Can you pick up the mailing-list reply below about acknowledging register and purge packets and continue it from its final sentence?

** Quoted passage **
-------------------------

Re: ACK of register and purge packets

shur@arch4.ho.att.com Thu, 16 November 1995 00:15 UTC

Received: from ietf.nri.reston.va.us by IETF.CNRI.Reston.VA.US id aa26114; 15 Nov 95 19:15 EST
Received: from guelah.nexen.com by IETF.CNRI.Reston.VA.US id aa26110; 15 Nov 95 19:15 EST
Received: from maelstrom.nexen.com (maelstrom.nexen.com [204.249.99.5]) by guelah.nexen.com (8.6.12/8.6.12) with ESMTP id SAA15806; Wed, 15 Nov 1995 18:44:39 -0500
Received: (from root@localhost) by maelstrom.nexen.com (8.6.12/8.6.12) id SAA16365 for rolc-out; Wed, 15 Nov 1995 18:52:58 -0500
Received: from guelah.nexen.com (guelah.nexen.com [204.249.96.19]) by maelstrom.nexen.com (8.6.12/8.6.12) with ESMTP id SAA16356; Wed, 15 Nov 1995 18:52:54 -0500
Sender: ietf-archive-request@IETF.CNRI.Reston.VA.US
From: shur@arch4.ho.att.com
Received: from gw2.att.com (gw2.att.com [192.20.239.134]) by guelah.nexen.com (8.6.12/8.6.12) with SMTP id SAA15774; Wed, 15 Nov 1995 18:37:36 -0500
Received: from arch4.ho.att.com by ig1.att.att.com id AA02761; Wed, 15 Nov 95 10:17:17 EST
Received: from dahlia.ho.att.com by arch4.ho.att.com (4.1/EMS-1.2 GIS) id AA15816; Wed, 15 Nov 95 10:17:17 EST
Received: by dahlia.ho.att.com (4.1/EMS-1.1 SunOS) id AA01273; Wed, 15 Nov 95 10:17:45 EST
Date: Wed, 15 Nov 95 10:17:45 EST
Message-Id: <9511151517.AA01273@dahlia.ho.att.com>
To: luciani@nexen.com
Subject: Re: ACK of register and purge packets
Cc: bcole@cisco.com, rolc@nexen.com, gray@ctron.com, yakov@cisco.com
X-Orig-Sender: owner-rolc@nexen.com
Precedence: bulk
X-Info: Submissions to rolc@nexen.com
X-Info: [Un]Subscribe requests to rolc-request@nexen.com
X-Info: Archives for rolc via ftp://ietf.cnri.reston.va.us/ietf-mail-archive/rolc/

Jim, Eric:

One reason why we might be coming out differently on this one is that
we have different scenarios in mind. In some scenarios, the loss of a
purge may not be that serious. As you both point out, if the loss of a
purge message is not made known to the sender, the consequence may
simply be loss of connectivity to a particular destination. Given that
the entry will time out after (say) some 10's of minutes (off the top
of my head), that is certainly not serious enough in of itself to
warrant the additional Ack/Retx mechanism. It is reasonable to refer to
the purge mechanism as an optimization for this case.

-------------------------

** Recorded data **
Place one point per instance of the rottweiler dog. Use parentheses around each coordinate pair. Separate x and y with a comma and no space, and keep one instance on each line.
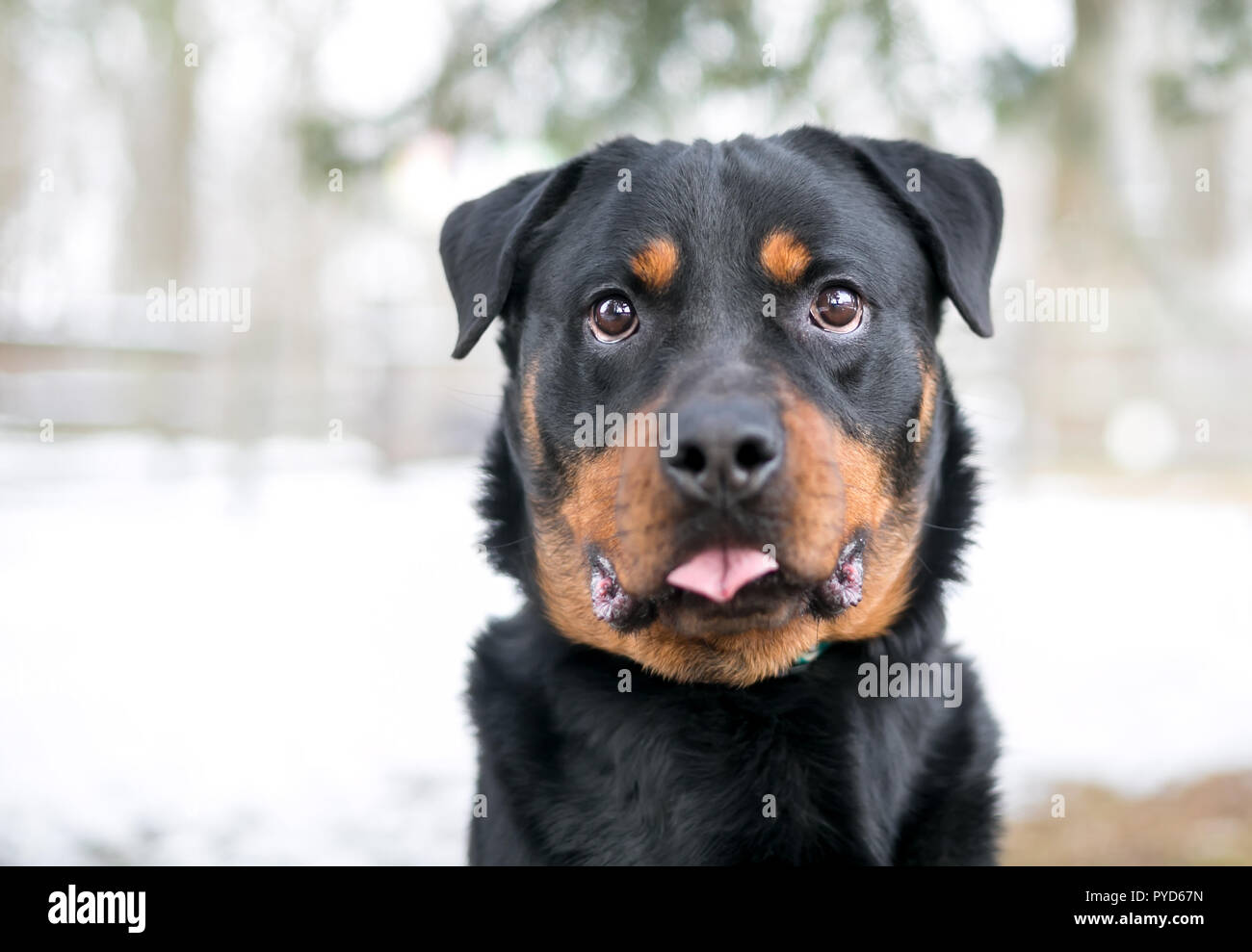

-------------------------

** Written response **
In other situations, e,g, R2R, the purge may be generated in order to
avoid a forwarding loop.  If my router was in a forwarding loop I would
like this to be corrected within seconds. I think that relying on a
cache timeout mechanism, which may take 10's of minutes is not
adequate.  I also would not refer to the purge mechanism as an
"optimization" in this case. Rather it is a critical part of the
protocol, and it is important that the purge sender knows whether or
not the purge was received successfully. A Purge  ack timeout should be
set at several secs. so that the router can recover from a lost purge
and break the forwarding loop within seconds rather than minutes. I
realize that this case (i.e, unsafe R2R ) is not formally part of the
latest spec and is being analyzed separately.  I think that if the NHRP
protocol is "fine-tuned" (i.e., purge mechanism is weakened) without
consideration of the R2R cases under discussion, it is likely that we
will end up with diverging protocols, with a one version where the
destination is a host or a "safe" router, and another for the unsafe
router case. This is undesirable, in my opinion.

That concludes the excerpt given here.